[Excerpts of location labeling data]

-- START --

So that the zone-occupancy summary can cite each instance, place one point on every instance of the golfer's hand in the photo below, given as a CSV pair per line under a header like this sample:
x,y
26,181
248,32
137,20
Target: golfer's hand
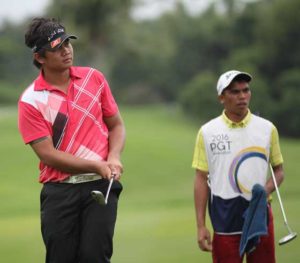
x,y
103,169
116,167
204,239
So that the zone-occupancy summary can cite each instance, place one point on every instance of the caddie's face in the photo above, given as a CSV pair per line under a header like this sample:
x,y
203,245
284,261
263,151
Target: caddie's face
x,y
236,98
58,60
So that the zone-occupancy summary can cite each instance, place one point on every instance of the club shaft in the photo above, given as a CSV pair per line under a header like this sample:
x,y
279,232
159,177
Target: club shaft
x,y
278,195
108,190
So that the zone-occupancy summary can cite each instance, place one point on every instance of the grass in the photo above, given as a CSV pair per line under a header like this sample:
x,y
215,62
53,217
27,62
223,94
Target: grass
x,y
156,221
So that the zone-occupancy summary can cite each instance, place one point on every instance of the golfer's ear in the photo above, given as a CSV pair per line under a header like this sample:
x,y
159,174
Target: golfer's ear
x,y
221,98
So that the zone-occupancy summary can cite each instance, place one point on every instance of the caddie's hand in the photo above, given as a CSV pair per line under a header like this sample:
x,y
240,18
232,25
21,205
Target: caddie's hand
x,y
204,239
116,167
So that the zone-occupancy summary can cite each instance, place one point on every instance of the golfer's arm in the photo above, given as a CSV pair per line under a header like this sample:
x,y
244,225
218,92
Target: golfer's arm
x,y
201,192
279,176
116,135
63,161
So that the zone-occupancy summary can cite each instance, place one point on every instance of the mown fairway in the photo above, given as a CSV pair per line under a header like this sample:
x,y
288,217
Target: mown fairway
x,y
156,222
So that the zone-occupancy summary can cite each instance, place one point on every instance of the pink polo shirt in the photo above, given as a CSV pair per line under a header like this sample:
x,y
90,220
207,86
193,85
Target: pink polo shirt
x,y
73,120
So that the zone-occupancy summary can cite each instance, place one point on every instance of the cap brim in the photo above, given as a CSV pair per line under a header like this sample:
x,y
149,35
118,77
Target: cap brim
x,y
55,44
242,76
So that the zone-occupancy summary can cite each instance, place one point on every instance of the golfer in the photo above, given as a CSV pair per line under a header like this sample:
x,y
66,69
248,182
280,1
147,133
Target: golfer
x,y
71,121
232,154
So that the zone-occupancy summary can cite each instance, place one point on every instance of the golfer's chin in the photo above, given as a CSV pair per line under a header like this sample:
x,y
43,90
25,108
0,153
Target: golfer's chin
x,y
242,110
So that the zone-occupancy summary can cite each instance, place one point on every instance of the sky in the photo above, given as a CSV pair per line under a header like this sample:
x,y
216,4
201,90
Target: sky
x,y
17,10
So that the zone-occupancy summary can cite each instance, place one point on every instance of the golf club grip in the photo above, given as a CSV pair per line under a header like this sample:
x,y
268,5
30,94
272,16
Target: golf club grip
x,y
278,194
108,190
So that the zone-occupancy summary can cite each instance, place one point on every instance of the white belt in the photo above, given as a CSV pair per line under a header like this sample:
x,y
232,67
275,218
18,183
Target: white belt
x,y
82,178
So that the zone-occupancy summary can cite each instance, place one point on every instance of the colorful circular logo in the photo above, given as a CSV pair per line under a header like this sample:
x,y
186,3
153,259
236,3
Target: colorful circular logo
x,y
242,185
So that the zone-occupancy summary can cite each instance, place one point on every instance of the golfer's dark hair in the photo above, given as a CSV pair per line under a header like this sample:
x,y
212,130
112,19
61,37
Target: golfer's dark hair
x,y
38,32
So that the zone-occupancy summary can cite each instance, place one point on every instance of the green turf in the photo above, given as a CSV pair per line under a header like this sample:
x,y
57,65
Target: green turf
x,y
156,221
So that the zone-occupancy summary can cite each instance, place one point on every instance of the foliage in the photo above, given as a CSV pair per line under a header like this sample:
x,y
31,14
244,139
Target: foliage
x,y
164,59
156,212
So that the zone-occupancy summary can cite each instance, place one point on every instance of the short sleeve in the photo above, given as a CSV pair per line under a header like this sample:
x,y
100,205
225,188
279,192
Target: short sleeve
x,y
200,158
109,105
275,152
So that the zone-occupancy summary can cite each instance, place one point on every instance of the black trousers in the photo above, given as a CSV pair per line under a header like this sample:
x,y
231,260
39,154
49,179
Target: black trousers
x,y
75,228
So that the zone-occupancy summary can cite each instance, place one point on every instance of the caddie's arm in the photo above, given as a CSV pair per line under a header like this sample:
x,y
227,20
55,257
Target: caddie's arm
x,y
116,138
201,192
66,162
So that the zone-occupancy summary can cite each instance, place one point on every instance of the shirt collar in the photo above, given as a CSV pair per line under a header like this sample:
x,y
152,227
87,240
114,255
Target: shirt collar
x,y
41,84
231,124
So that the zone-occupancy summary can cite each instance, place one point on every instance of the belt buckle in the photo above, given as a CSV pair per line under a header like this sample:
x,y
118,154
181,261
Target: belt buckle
x,y
81,178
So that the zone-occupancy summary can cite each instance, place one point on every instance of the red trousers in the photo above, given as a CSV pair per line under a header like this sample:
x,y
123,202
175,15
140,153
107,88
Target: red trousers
x,y
226,247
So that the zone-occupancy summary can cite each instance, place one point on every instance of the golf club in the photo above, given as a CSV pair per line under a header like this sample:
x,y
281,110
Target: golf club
x,y
98,195
292,235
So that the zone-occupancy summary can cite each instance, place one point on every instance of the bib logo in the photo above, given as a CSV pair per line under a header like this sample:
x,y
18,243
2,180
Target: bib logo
x,y
220,144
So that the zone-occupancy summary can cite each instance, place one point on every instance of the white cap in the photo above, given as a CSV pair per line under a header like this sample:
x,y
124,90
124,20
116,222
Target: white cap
x,y
227,77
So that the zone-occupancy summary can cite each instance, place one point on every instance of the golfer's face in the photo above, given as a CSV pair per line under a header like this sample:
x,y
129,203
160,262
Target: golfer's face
x,y
236,98
60,59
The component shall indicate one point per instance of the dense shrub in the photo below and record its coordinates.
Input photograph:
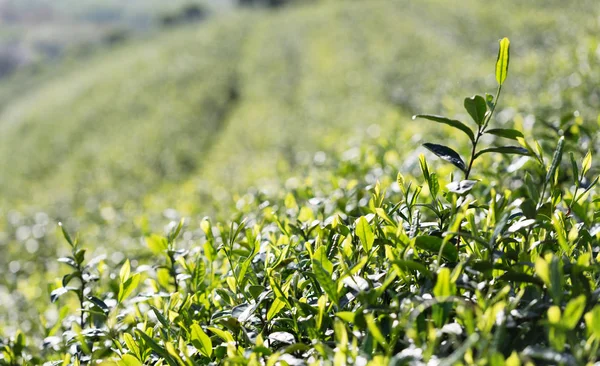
(354, 266)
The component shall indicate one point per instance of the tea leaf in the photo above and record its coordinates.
(508, 133)
(450, 122)
(476, 107)
(502, 61)
(516, 150)
(447, 154)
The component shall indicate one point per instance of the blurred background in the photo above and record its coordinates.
(118, 117)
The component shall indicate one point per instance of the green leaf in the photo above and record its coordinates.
(157, 244)
(128, 286)
(573, 312)
(365, 233)
(54, 295)
(507, 133)
(447, 154)
(162, 352)
(131, 344)
(201, 340)
(375, 331)
(125, 271)
(519, 277)
(198, 274)
(275, 308)
(224, 335)
(462, 187)
(129, 360)
(325, 280)
(412, 265)
(450, 122)
(517, 150)
(476, 107)
(575, 169)
(433, 244)
(502, 61)
(99, 303)
(587, 163)
(347, 316)
(434, 184)
(556, 159)
(443, 286)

-- END --

* _Problem to work on_
Put these lines into a numbered list, omitting any blank lines. Leave the pictures out of your answer.

* _Reply_
1. So that the zone-occupancy summary can cite each instance, place one point on every instance of the golfer's hand in the photo below, given as a CSV pair per line under a header like this sample:
2. x,y
3. 26,181
4. 248,32
5. 137,20
6. Target: golfer's hand
7. x,y
8. 103,169
9. 116,167
10. 204,239
11. So that the zone-occupancy summary can cite each instance, place one point on every instance of the caddie's face in the photo above, given as a CSV pair per line under a header like this sample:
12. x,y
13. 203,245
14. 284,261
15. 263,151
16. Target: caddie's face
17. x,y
18. 236,98
19. 58,60
20. So that the zone-occupancy summary can cite each instance, place one point on every instance of the club shaft in the photo above, given as a CSV pair per line under a header like this sample:
21. x,y
22. 279,232
23. 159,177
24. Target: club shaft
25. x,y
26. 278,195
27. 108,190
28. So that the zone-occupancy summary can cite each instance, place one point on every instance of the grass in the photo above, given as a CSV pair per line under a header like this sample:
29. x,y
30. 215,62
31. 53,217
32. 27,62
33. 223,94
34. Target: grass
35. x,y
36. 156,221
37. So that the zone-occupancy summary can cite each instance, place one point on every instance of the golfer's ear in the photo above, given as a CSV pair per line under a header like this sample:
38. x,y
39. 159,174
40. Target: golfer's ear
41. x,y
42. 221,98
43. So that the zone-occupancy summary can cite each instance, place one point on every instance of the caddie's hand in the photo above, given as a CSV pair per line under a header like this sample:
44. x,y
45. 240,18
46. 232,25
47. 21,205
48. Target: caddie's hand
49. x,y
50. 204,239
51. 116,167
52. So that the zone-occupancy summary can cite each instance, place one point on every instance of the golfer's arm in the photo above, given as a CSV pair per line under a header like this sample:
53. x,y
54. 244,225
55. 218,92
56. Target: golfer's arm
57. x,y
58. 201,192
59. 279,176
60. 116,135
61. 63,161
62. So that the zone-occupancy summary can cite each instance, place one point on every instance of the mown fairway in the photo above, given as a CSV pair per line under a header like this sample:
63. x,y
64. 288,217
65. Target: mown fairway
66. x,y
67. 156,222
68. So that the zone-occupancy summary can cite each instance, place one point on every instance of the pink polo shirt in the photo above, given as a CSV pair per line under a header like this sample:
69. x,y
70. 90,220
71. 207,86
72. 193,85
73. Target: pink polo shirt
74. x,y
75. 73,120
76. So that the zone-occupancy summary can cite each instance, place one point on every instance of the cap brim in the photo above, given as a CSV pair per line under a header like this sample:
77. x,y
78. 149,35
79. 118,77
80. Target: cap brim
81. x,y
82. 55,44
83. 242,76
84. So that the zone-occupancy summary can cite each instance, place one point on every instance of the golfer in the photo above, given as a CSV pair per line under a header like this sample:
85. x,y
86. 66,69
87. 248,182
88. 280,1
89. 147,133
90. Target: golfer
91. x,y
92. 71,121
93. 232,154
94. So that the zone-occupancy summary can cite each instance, place one point on every instance of the golfer's chin in the photo above, given as a CSV pair per line under a header like this sample:
95. x,y
96. 43,90
97. 25,108
98. 0,153
99. Target: golfer's chin
100. x,y
101. 242,110
102. So that the zone-occupancy summary can cite each instance, place one point on every instance of the sky in the photo above, given as a CSV pair per line under a header like this sample:
103. x,y
104. 216,4
105. 201,90
106. Target: sky
107. x,y
108. 17,10
109. So that the zone-occupancy summary can cite each instance, place one point on every instance of the golf club grip in the photo above, given as a CSV pair per line under a header like this sample:
110. x,y
111. 268,5
112. 30,94
113. 272,16
114. Target: golf club grip
115. x,y
116. 278,194
117. 108,190
118. So that the zone-occupancy summary can cite each instance, place one point on every instance of the white belt in the photo above, given as a CSV pair per line under a header like this sample:
119. x,y
120. 232,67
121. 275,218
122. 18,183
123. Target: white belt
124. x,y
125. 82,178
126. So that the zone-occupancy summary can cite each instance, place one point on every instance of the colorful circular logo in the photo above, given as a CSV pair per line under a header like this sample:
127. x,y
128. 186,3
129. 153,259
130. 236,3
131. Target: colorful circular logo
132. x,y
133. 242,185
134. So that the zone-occupancy summary can cite each instance, place one point on every instance of the golfer's dark hair in the photo above, given as a CSV pair per line under a header like this sample:
135. x,y
136. 212,130
137. 112,19
138. 61,37
139. Target: golfer's dark hair
140. x,y
141. 38,32
142. So that the zone-occupancy summary can cite each instance, place one point on every instance of the green turf in the photo above, given as a CSV pair per line under a header like this sample:
143. x,y
144. 57,65
145. Target: green turf
146. x,y
147. 156,221
148. So that the zone-occupancy summary can cite each instance, place one point on every instance of the foliage in the photo above, given as a CSV pair per line under a header like this sample:
149. x,y
150. 31,14
151. 244,139
152. Target: foliage
153. x,y
154. 164,59
155. 156,212
156. So that the zone-occupancy summary can cite each instance, place one point on every instance of the short sleeve in the photo above, given as a CSV pair per line under a header like this sample:
157. x,y
158. 100,205
159. 225,188
160. 279,192
161. Target: short sleeve
162. x,y
163. 200,158
164. 109,105
165. 275,152
166. So that the zone-occupancy summary can cite each instance, place one point on every instance of the black trousers in the photo above, given as a CSV pair per line under a header like this sample:
167. x,y
168. 231,260
169. 39,154
170. 49,179
171. Target: black trousers
172. x,y
173. 75,228
174. So that the zone-occupancy summary can cite each instance, place one point on every instance of the caddie's arm in the photo above, given as a CSV pair per line under a header like this sample:
175. x,y
176. 227,20
177. 55,257
178. Target: caddie's arm
179. x,y
180. 116,138
181. 201,192
182. 66,162
183. So that the zone-occupancy summary can cite each instance, place one point on every instance of the shirt collar in the photo above, given as a CSV pair per line under a header like this sample:
184. x,y
185. 152,227
186. 87,240
187. 114,255
188. Target: shirt collar
189. x,y
190. 41,84
191. 231,124
192. So that the zone-occupancy summary can cite each instance, place one point on every instance of the belt buckle in the photo above, given as a CSV pair per line under a header like this sample:
193. x,y
194. 118,154
195. 181,261
196. Target: belt buckle
197. x,y
198. 81,178
199. So that the zone-occupancy summary can cite each instance, place one point on every instance of the red trousers in the photo above, given as a CSV pair per line under a header like this sample:
200. x,y
201. 123,202
202. 175,15
203. 140,153
204. 107,88
205. Target: red trousers
206. x,y
207. 226,247
208. So that the zone-occupancy summary can cite each instance, place one point on every instance of the golf club in the photo above, given as a CSV pair per line under a header like this sample:
209. x,y
210. 281,110
211. Target: golf club
212. x,y
213. 98,195
214. 292,235
215. So that the zone-occupancy summary can cite each instance, place one point on every instance of the bib logo in the photo above, given as a CSV pair per line under a header like this sample:
216. x,y
217. 18,243
218. 2,180
219. Target: bib logo
220. x,y
221. 220,144
222. So that the zone-occupancy summary can cite each instance, place one point on every instance of the white cap in the photo above, given as a CSV pair per line under a header like this sample:
223. x,y
224. 124,90
225. 124,20
226. 116,222
227. Target: white cap
228. x,y
229. 227,77
230. So that the zone-occupancy summary can cite each instance, place one point on every instance of the golfer's face in the photo above, given as a CSV pair per line under a header like this sample:
231. x,y
232. 129,203
233. 160,262
234. Target: golfer's face
235. x,y
236. 236,98
237. 60,59
238. The component shall indicate one point per instance of the dense shrub in the photo below and record its coordinates.
239. Input photograph:
240. (354, 266)
241. The component shall indicate one point per instance of the tea leaf in the photo above and record its coordinates.
242. (508, 133)
243. (450, 122)
244. (476, 107)
245. (502, 61)
246. (516, 150)
247. (447, 154)
248. The component shall indicate one point per instance of the blurred background in the photo above and record its coordinates.
249. (118, 117)
250. The component shall indicate one point per instance of the green leaf in the photo above and record its coordinates.
251. (157, 244)
252. (128, 286)
253. (573, 312)
254. (365, 233)
255. (54, 295)
256. (507, 133)
257. (447, 154)
258. (162, 352)
259. (131, 344)
260. (201, 340)
261. (375, 331)
262. (125, 271)
263. (519, 277)
264. (198, 274)
265. (275, 308)
266. (224, 335)
267. (462, 187)
268. (129, 360)
269. (325, 280)
270. (412, 265)
271. (450, 122)
272. (517, 150)
273. (476, 107)
274. (575, 169)
275. (433, 244)
276. (502, 61)
277. (99, 303)
278. (587, 163)
279. (347, 316)
280. (434, 184)
281. (556, 159)
282. (443, 286)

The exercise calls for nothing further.